* EXTRAIT *

***

Désirant est notamment membre des Naturalistes belges et du groupe Ardenne et Gaume.
Travaux
Le nom d’Yvonne Désirant est lié à la synthèse de l’hexafluorbenzène. Elle y parvient dès les années 1934-1936, mais est contrainte de laisser sa recherche inachevée après sa mutation dans le laboratoire de Govaert. Les travaux ne sont pas publiés. Cependant, son mentor, Swarts en a adressé les résultats à l’Académie royale sous enveloppe fermée à son nom. Laquelle enveloppe est seulement ouverte en 1955, à la demande d’Yvonne Désirant elle-même. Aussitôt, l’étude est reprise intégralement et sans modification dans le Bulletin de la Classe des sciences de l’Académie royale. L’existence de l’hexafluorbenzène et le nom, associé à cette substance, d’Yvonne Désirant étaient déjà connus dans le milieu de la chimie organofluorée, mais la publication confirme officiellement aux yeux du monde son rôle dans la découverte de cette synthèse. En 1958, Yvonne Désirant édite finalement son full paper définitif. Cette publication tardive a vu le jour grâce à l’intérêt d’une série de chercheurs américains pour la matière.
- "Sur le difluoracétyl-acétate d'éthyle", in: Bulletin de la Classe des Sciences de l’Académie Royale, 15 (1929), 966-982.
- "Sur la nitration du p. fluortoluène", in: Bulletin de la Classe des Sciences de l’Académie Royale, 19 (1933), 325-345.
- "Synthèse de l’Hexafluorobenzène par pyrolyse par fluorotribromométhane", in: Bulletin de la Classe des Sciences de l’Académie Royale, 41 (1955), 759-760.
- "Synthèse de l’Hexafluorobenzène par pyrolyse par fluorotribromométhane", in: Bulletin de la Société Chimique belge, 67 (1958), 676.
Comme la majeure partie de sa carrière a été engloutie par des analyses de routine dans le laboratoire de Govaert et des tâches d’enseignement pour Goubau, on ne connaît aucune autre étude de sa main.
Sources
- "Désirant, Yvonne", in: Nationaal Biografisch woordenboek, 18 (2007), p. 283-286.
- VAN DER MEERSCH, A.M., Een universitaire loopbaan voor vrouwen aan de universiteit Gent (1901-1965). Een glazen plafond?, Gand, 2007.
- SIMON-VAN DER MEERSCH, A.M., De eerste generaties meisjesstudenten aan de Rug (1882-1930), Gand, 1982.
- TAVERNIER, Dirk, "The belated hexafluorobenzene papers of Yvonne Désirant", in: R. BANKS (éd.), Fluorine Chemistry at the Millennium, Amsterdam, 2000, p. 491-496.

***

* CONSIGNE *
Pouvez-vous prolonger le texte consacré à Yvonne Désirant à partir de l'endroit où il s'arrête ? Les items qui suivent n'ont aucun rôle ici.

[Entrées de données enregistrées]
***

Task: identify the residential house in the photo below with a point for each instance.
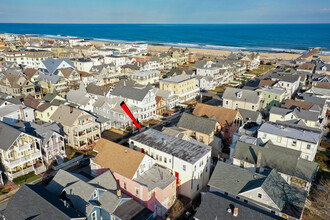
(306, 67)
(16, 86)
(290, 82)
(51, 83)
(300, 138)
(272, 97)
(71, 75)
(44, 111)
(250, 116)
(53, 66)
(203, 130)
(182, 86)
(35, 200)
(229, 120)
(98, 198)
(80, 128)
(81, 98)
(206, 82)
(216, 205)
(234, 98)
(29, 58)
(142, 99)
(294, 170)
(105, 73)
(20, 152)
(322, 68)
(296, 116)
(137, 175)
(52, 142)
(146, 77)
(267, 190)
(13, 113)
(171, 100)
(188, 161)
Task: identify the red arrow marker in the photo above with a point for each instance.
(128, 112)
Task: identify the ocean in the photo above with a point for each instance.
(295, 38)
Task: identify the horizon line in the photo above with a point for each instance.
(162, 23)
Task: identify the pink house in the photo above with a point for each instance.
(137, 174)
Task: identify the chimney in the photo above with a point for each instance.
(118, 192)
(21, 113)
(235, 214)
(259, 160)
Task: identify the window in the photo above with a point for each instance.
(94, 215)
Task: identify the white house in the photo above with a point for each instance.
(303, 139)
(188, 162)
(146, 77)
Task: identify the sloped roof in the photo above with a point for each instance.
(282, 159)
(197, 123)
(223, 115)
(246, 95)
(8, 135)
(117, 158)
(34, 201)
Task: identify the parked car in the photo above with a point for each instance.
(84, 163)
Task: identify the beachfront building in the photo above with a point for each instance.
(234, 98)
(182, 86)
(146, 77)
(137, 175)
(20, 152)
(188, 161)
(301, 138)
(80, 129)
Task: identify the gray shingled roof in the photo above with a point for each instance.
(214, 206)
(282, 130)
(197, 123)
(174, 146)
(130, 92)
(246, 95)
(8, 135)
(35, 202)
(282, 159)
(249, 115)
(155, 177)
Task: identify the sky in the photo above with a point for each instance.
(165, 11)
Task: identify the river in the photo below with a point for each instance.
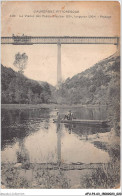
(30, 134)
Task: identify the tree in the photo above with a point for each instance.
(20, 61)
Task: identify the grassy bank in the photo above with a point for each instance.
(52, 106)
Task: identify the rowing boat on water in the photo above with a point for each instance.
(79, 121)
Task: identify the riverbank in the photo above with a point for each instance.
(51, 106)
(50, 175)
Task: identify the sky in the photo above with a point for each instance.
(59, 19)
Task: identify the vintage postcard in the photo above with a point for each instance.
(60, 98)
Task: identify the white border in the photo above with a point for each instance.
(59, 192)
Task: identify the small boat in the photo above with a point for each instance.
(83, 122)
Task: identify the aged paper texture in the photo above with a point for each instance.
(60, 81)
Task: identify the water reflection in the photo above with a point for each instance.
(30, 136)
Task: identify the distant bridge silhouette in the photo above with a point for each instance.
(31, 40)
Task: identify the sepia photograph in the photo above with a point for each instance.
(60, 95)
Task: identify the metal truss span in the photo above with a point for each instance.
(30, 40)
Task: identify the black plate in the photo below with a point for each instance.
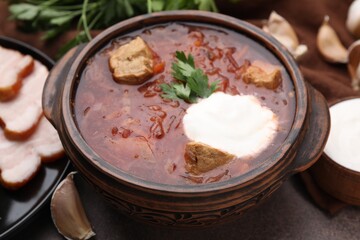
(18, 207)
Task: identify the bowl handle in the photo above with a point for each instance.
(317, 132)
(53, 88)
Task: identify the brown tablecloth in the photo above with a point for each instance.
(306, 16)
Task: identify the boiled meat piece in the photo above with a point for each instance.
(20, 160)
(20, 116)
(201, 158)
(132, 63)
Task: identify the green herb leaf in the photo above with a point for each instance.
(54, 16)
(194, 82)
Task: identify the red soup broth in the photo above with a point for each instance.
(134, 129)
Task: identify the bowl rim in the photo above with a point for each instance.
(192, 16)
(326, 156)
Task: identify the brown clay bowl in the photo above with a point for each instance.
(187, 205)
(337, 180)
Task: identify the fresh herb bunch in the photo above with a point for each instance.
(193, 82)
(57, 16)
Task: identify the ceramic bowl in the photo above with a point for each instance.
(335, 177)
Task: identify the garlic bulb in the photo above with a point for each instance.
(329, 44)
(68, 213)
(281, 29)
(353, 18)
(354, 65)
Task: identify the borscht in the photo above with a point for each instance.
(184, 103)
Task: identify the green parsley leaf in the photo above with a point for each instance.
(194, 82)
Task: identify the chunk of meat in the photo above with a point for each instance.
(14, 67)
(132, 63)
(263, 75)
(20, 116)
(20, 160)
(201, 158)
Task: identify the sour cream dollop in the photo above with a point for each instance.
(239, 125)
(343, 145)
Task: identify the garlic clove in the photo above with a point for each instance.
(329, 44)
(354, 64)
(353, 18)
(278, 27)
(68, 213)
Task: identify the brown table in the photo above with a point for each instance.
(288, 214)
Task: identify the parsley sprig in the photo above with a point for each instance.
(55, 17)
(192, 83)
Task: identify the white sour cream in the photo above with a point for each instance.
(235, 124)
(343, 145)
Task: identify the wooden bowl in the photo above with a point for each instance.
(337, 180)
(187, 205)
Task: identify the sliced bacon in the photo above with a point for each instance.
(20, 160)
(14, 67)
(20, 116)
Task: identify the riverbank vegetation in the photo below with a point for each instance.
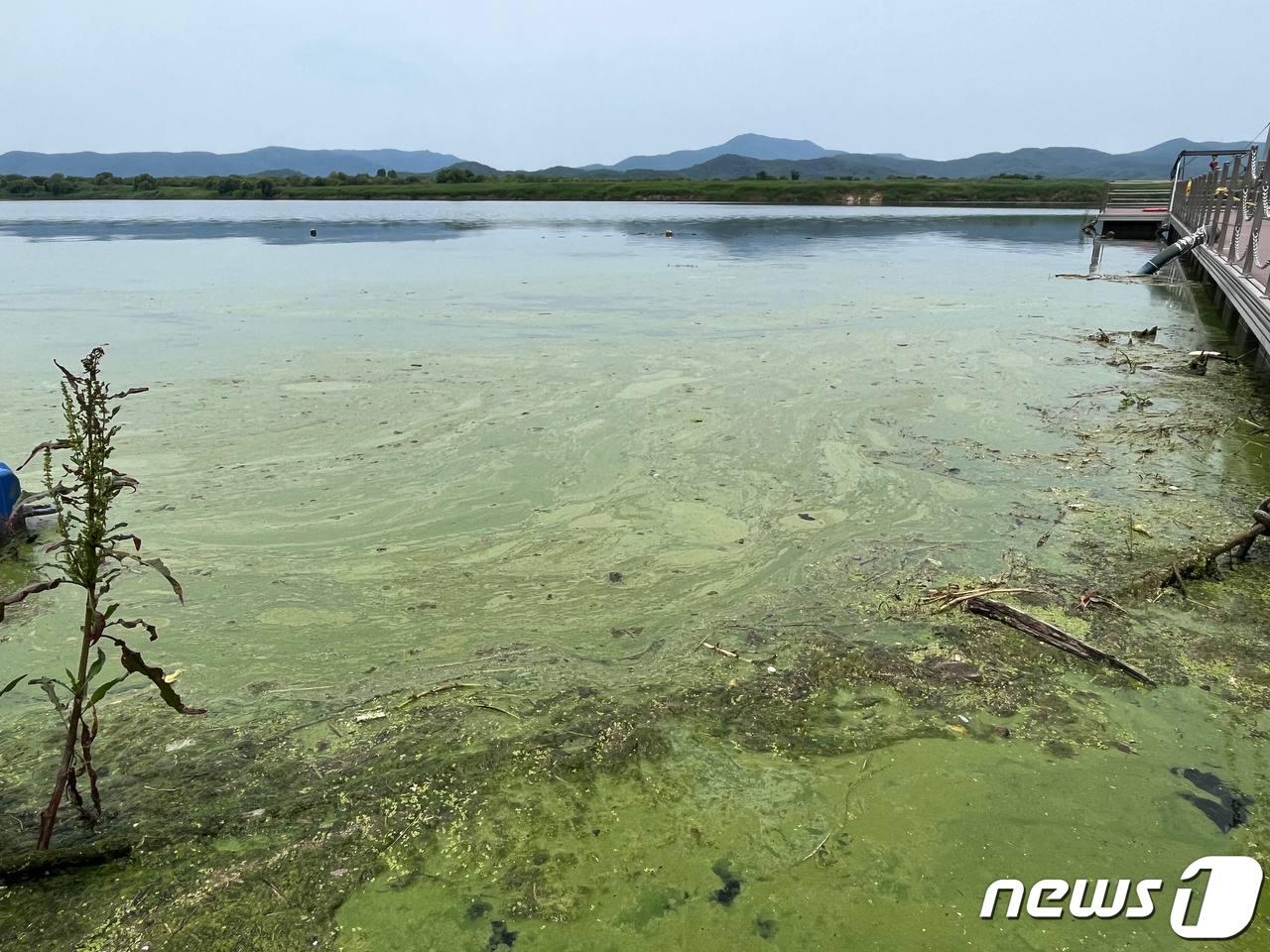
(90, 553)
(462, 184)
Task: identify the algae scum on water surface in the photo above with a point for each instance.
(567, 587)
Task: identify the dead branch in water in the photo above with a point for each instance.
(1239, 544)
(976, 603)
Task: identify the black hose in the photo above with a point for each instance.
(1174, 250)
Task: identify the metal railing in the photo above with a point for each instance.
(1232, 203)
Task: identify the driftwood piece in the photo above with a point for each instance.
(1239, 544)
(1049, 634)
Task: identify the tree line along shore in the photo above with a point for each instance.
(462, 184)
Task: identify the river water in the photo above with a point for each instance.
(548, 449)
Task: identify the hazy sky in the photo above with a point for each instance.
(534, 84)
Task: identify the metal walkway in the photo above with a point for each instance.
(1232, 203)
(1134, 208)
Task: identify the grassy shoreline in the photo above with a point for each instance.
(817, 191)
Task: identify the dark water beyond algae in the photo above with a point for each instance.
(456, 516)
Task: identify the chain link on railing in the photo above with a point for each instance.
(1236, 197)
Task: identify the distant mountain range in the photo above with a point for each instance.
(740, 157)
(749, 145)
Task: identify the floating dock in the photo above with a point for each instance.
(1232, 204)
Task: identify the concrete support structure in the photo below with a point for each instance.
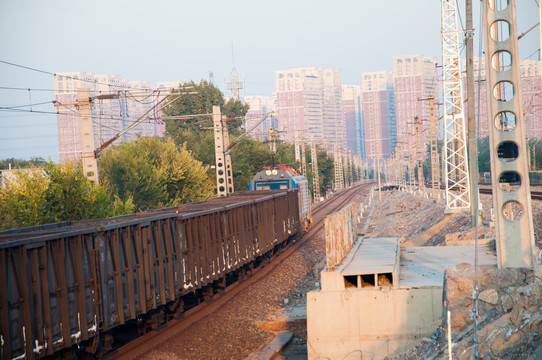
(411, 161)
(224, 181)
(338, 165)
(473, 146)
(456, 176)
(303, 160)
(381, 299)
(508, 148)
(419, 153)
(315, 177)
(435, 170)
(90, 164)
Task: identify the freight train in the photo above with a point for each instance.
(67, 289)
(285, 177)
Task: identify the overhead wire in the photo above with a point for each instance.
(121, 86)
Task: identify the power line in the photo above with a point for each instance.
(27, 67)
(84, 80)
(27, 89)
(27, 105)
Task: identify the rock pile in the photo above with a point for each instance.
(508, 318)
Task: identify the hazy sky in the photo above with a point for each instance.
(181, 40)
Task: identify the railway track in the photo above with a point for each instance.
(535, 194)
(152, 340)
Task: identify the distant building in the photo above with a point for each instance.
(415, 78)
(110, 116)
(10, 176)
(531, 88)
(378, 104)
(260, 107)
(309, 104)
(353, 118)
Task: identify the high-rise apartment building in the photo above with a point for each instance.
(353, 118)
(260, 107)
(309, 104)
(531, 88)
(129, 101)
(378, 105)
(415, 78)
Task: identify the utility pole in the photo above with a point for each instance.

***

* CORRIGÉ *
- DELVINGT, Willy, "Décès de Mademoiselle Yvonne Désirant", in: Parcs et Réserves, 58 (2003), n° 1, p. 8.
- TAVERNIER, Dirk et VAN SEVEREN, Johan, "Primeur in gesloten envelop", in: Gent universiteit, 1 (2002), n° 1, p. 25.
Notes
- ↑ La fondation en 1907 de l’Athénée mènera après la Première Guerre mondiale à une remarquable augmentation de la représentation féminine dans les auditoires gantois. A.M. Van der Meersch, Een universitaire loopbaan voor vrouwen aan de universiteit Gent (1901-1965). Een glazen plafond ?, Gand, 2007, 31. Dans les années 1920, les jeunes filles représentent un bon 5 % de la population estudiantine. Voir « 5. Studiekeuze », in : Dossier vrouwelijke studenten aan de UGent, sur UGent Memorie, consulté le 29/01/2018.
- ↑ Leo Vandewiele, Geschiedenis van het farmaceutisch onderwijs aan de Rijksuniversiteit te Gent, Gent, 1970, 11-13.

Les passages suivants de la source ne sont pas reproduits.